Stored dataset items
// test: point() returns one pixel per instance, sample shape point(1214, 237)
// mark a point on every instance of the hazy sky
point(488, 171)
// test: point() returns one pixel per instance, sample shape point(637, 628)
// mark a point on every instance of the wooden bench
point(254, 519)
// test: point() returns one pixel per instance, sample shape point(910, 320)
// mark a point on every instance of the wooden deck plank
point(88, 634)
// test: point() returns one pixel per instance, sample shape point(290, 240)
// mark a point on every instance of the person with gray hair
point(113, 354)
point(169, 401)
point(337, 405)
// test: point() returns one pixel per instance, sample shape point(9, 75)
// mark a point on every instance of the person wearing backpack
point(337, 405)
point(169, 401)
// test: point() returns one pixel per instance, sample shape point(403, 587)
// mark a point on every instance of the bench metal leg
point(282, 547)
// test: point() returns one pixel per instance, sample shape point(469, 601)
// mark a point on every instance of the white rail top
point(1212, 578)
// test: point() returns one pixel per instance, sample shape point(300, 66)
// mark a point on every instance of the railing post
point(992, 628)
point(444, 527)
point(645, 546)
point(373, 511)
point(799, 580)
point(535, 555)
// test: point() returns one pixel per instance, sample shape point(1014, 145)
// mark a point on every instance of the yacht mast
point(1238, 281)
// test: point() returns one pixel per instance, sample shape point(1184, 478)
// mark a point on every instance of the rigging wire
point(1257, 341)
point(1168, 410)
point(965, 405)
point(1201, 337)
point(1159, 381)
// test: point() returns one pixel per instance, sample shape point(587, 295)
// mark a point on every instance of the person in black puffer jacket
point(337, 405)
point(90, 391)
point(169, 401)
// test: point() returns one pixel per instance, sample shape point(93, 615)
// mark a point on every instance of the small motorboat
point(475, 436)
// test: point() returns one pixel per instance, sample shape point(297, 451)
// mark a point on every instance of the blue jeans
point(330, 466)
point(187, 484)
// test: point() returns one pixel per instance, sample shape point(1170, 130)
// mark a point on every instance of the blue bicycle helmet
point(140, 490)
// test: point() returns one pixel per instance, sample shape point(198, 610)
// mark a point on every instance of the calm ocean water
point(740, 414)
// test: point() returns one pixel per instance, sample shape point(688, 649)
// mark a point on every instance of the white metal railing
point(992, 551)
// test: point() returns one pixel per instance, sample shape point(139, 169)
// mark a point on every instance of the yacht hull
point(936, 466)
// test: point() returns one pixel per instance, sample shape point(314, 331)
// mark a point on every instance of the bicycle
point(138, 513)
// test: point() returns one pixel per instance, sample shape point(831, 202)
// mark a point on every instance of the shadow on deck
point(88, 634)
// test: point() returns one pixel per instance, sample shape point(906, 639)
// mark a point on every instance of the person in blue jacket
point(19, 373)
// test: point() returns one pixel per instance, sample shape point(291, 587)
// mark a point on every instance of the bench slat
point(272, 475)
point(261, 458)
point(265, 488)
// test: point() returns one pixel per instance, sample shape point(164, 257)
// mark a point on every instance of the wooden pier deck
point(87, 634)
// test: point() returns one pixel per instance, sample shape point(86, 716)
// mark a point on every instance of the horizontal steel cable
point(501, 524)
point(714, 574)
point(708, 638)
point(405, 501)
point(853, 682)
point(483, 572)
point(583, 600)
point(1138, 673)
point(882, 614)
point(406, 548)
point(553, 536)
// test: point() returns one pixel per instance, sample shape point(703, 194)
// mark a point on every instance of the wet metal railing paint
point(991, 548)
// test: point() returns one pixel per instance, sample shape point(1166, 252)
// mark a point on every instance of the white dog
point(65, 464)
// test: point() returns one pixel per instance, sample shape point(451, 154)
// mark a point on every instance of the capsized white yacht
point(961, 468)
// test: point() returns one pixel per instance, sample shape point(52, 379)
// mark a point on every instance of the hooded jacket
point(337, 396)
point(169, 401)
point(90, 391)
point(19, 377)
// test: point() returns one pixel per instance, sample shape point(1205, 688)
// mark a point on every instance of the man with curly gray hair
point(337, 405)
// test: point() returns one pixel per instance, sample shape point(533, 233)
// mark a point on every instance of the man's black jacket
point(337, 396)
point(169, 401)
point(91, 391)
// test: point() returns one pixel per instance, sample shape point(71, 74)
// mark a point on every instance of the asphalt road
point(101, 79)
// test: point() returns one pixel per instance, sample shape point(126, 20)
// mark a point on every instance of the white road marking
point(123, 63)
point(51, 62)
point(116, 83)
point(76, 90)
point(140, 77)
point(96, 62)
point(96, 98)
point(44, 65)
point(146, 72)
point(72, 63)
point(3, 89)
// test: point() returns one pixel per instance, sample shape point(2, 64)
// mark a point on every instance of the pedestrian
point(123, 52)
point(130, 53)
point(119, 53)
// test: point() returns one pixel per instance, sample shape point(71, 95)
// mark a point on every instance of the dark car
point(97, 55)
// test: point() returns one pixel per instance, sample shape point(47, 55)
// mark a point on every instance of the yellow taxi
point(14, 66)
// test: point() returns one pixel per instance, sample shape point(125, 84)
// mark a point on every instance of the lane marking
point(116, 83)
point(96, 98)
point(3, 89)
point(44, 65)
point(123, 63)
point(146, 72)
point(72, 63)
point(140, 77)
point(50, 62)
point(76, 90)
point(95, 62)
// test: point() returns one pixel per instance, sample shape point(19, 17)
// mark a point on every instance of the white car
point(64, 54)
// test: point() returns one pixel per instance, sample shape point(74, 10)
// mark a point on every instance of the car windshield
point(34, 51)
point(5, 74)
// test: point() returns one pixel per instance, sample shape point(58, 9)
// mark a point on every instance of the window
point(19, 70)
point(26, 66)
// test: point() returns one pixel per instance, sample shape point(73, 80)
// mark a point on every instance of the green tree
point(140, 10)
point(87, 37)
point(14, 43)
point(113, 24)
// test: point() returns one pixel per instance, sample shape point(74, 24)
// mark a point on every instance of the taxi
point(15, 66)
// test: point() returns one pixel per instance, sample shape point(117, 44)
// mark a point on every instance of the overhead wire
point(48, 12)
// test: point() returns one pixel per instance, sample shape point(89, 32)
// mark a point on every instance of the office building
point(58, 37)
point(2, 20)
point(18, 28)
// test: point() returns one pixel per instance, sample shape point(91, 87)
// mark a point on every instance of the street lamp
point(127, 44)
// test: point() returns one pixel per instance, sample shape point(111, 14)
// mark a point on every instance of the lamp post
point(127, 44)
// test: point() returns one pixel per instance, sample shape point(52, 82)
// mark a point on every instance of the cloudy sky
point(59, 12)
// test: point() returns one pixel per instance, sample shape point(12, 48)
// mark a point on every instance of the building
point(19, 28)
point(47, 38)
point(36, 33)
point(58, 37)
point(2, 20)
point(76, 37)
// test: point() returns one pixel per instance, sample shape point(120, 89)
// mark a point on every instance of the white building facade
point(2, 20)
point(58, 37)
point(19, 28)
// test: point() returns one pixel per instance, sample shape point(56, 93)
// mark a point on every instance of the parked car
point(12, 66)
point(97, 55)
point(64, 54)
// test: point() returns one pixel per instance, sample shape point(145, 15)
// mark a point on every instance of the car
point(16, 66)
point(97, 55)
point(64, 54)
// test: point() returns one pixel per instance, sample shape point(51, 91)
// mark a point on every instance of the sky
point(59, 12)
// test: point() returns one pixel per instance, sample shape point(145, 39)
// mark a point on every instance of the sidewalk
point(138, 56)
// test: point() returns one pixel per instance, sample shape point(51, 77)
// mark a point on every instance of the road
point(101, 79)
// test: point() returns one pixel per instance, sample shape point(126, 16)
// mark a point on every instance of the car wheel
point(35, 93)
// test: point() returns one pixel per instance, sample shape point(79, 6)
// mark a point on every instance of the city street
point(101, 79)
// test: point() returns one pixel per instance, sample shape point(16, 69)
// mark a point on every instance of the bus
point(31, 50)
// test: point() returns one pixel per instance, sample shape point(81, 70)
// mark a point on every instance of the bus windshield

> [Exercise instructions] Please rewrite the data above with "sample shape" changed to "example format" and everything else kept the same.

> [Answer]
// test: point() returns one pixel per instance, example format point(1214, 237)
// mark a point on every instance of the hazy sky
point(488, 171)
// test: point() returns one pixel per instance, example format point(637, 628)
// mark a point on every instance of the wooden bench
point(254, 519)
// test: point() returns one pixel per instance, example format point(910, 320)
// mark a point on every instance of the wooden deck plank
point(88, 634)
// test: point() returns one pixel per instance, example format point(290, 240)
// mark a point on every instance of the person with gray hair
point(113, 354)
point(169, 401)
point(337, 405)
// test: point() returns one pixel per instance, example format point(9, 75)
// mark a point on every instance of the person wearing backpack
point(337, 405)
point(169, 401)
// test: point() returns one pixel per instance, example format point(403, 587)
// mark a point on every instance of the bench metal leg
point(282, 547)
// test: point() returns one pixel per instance, example format point(469, 601)
// mark a point on every instance of the white rail top
point(1212, 578)
// test: point() returns one pixel per instance, example format point(300, 66)
// mark a point on every instance of the railing post
point(992, 628)
point(444, 527)
point(645, 546)
point(373, 511)
point(799, 580)
point(535, 555)
// test: point() returns one pixel per instance, example format point(1014, 145)
// mark a point on every instance of the yacht mast
point(1238, 281)
// test: point() returns one pixel per instance, example format point(1184, 478)
// mark a point on every instance of the rigging wire
point(1257, 341)
point(1168, 410)
point(965, 405)
point(1201, 337)
point(1159, 381)
// test: point() returns one pixel per instance, example format point(587, 295)
// mark a point on every instance of the person in black puffer jacket
point(337, 405)
point(90, 391)
point(169, 401)
// test: point() returns one pixel per instance, example format point(93, 615)
// mark a point on every instance of the small motorboat
point(475, 436)
// test: point() returns one pixel per instance, example format point(297, 451)
// mark a point on every instance of the blue jeans
point(330, 466)
point(187, 484)
// test: point() returns one pixel per instance, example format point(1170, 130)
// mark a point on every instance of the blue bicycle helmet
point(140, 490)
// test: point() returns one pixel per instance, example format point(198, 610)
// mark a point on every instance of the calm ocean water
point(740, 414)
// test: point() returns one pixel per instance, example format point(688, 649)
// mark a point on every instance of the white metal railing
point(992, 551)
// test: point() returns one pixel per instance, example format point(139, 169)
// mark a point on every instance of the yacht hull
point(936, 466)
// test: point() returns one pixel per instance, example format point(314, 331)
// mark a point on every instance of the bicycle
point(138, 513)
// test: point() returns one pixel per instance, example format point(831, 202)
// mark a point on every instance of the shadow on deck
point(88, 634)
// test: point() returns one pixel per instance, example format point(906, 639)
// mark a point on every instance of the person in blue jacket
point(19, 373)
// test: point() returns one pixel per instance, example format point(291, 587)
// mark a point on every instance of the bench slat
point(272, 475)
point(261, 458)
point(265, 488)
// test: point() returns one pixel per instance, example format point(164, 257)
// mark a point on every instance of the wooden pier deck
point(87, 634)
// test: point() returns one pixel per instance, example format point(86, 716)
// mark a point on every instance of the horizontal steel cable
point(501, 524)
point(714, 574)
point(708, 638)
point(405, 501)
point(853, 682)
point(483, 572)
point(583, 600)
point(1138, 673)
point(882, 614)
point(406, 548)
point(553, 536)
// test: point() returns one pixel per instance, example format point(703, 194)
// mark a point on every instance of the wet metal railing paint
point(991, 548)
// test: point() returns one pixel per instance, example format point(1166, 252)
// mark a point on every instance of the white dog
point(65, 464)
// test: point() returns one pixel per instance, example format point(451, 154)
// mark a point on every instance of the capsized white yacht
point(961, 468)
// test: point() returns one pixel per instance, example format point(52, 379)
// mark a point on every instance of the hooded jacket
point(337, 396)
point(169, 401)
point(90, 391)
point(19, 377)
// test: point() returns one pixel per instance, example format point(1205, 688)
// mark a point on every instance of the man with curly gray hair
point(337, 405)
// test: point() returns one pixel per instance, example format point(533, 233)
// mark a point on every instance of the man's black jacket
point(337, 396)
point(169, 401)
point(91, 391)
// test: point() returns one pixel per instance, example format point(71, 74)
// mark a point on every instance of the asphalt road
point(101, 79)
// test: point() returns one pixel per instance, example format point(126, 20)
// mark a point on every instance of the white road marking
point(123, 63)
point(51, 62)
point(116, 83)
point(76, 90)
point(140, 77)
point(96, 62)
point(96, 98)
point(44, 65)
point(146, 72)
point(72, 63)
point(3, 89)
// test: point() returns one pixel per instance, example format point(2, 64)
// mark a point on every instance of the pedestrian
point(123, 52)
point(130, 53)
point(119, 53)
// test: point() returns one pixel per instance, example format point(71, 95)
// mark a point on every instance of the dark car
point(97, 55)
// test: point() returns one pixel per instance, example format point(47, 55)
// mark a point on every instance of the yellow taxi
point(14, 66)
// test: point() returns one pixel per instance, example format point(125, 84)
// mark a point on every instance of the lane marking
point(116, 83)
point(96, 98)
point(3, 89)
point(44, 65)
point(123, 63)
point(146, 72)
point(72, 63)
point(140, 77)
point(50, 62)
point(76, 90)
point(95, 62)
// test: point() returns one pixel per instance, example format point(19, 17)
// mark a point on every instance of the white car
point(64, 54)
// test: point() returns one pixel per instance, example format point(74, 10)
// mark a point on every instance of the car windshield
point(34, 51)
point(5, 74)
// test: point() returns one pixel per instance, example format point(58, 9)
// mark a point on every instance of the window
point(19, 70)
point(26, 66)
// test: point() returns one pixel per instance, example format point(73, 80)
// mark a point on every instance of the green tree
point(140, 10)
point(87, 37)
point(14, 43)
point(113, 24)
// test: point() returns one pixel per instance, example format point(74, 24)
// mark a point on every instance of the taxi
point(15, 66)
// test: point() returns one pixel per instance, example format point(117, 44)
// mark a point on every instance of the overhead wire
point(48, 12)
// test: point() returns one pixel per instance, example format point(89, 32)
// mark a point on every instance of the office building
point(58, 37)
point(2, 20)
point(18, 28)
// test: point() returns one pixel per instance, example format point(91, 87)
// mark a point on every instance of the street lamp
point(127, 44)
// test: point() returns one pixel per instance, example format point(111, 14)
// mark a point on every instance of the lamp post
point(127, 44)
// test: point() returns one pixel per instance, example format point(52, 82)
// mark a point on every instance of the cloudy sky
point(59, 12)
// test: point() returns one pixel per instance, example format point(12, 48)
// mark a point on every instance of the building
point(19, 28)
point(47, 38)
point(36, 33)
point(58, 37)
point(2, 20)
point(76, 37)
// test: point() returns one pixel per instance, example format point(120, 89)
// mark a point on every instance of the white building facade
point(2, 20)
point(58, 37)
point(19, 28)
// test: point() returns one pixel per instance, example format point(56, 93)
// mark a point on every instance of the parked car
point(12, 66)
point(97, 55)
point(64, 54)
// test: point() returns one pixel per instance, example format point(145, 15)
// mark a point on every instance of the car
point(16, 66)
point(97, 55)
point(64, 54)
// test: point() returns one pixel per instance, example format point(51, 91)
// mark a point on every instance of the sky
point(59, 12)
// test: point() returns one pixel per instance, example format point(145, 39)
// mark a point on every instance of the sidewalk
point(138, 56)
// test: point() returns one pixel per instance, example format point(51, 77)
// mark a point on every instance of the road
point(101, 79)
// test: point() returns one pixel per instance, example format point(126, 16)
// mark a point on every instance of the car wheel
point(35, 93)
// test: point() returns one pixel per instance, example format point(79, 6)
// mark a point on every instance of the city street
point(101, 79)
// test: point() returns one pixel per instance, example format point(16, 69)
// mark a point on every instance of the bus
point(31, 50)
// test: point() returns one pixel per instance, example format point(81, 70)
// mark a point on every instance of the bus windshield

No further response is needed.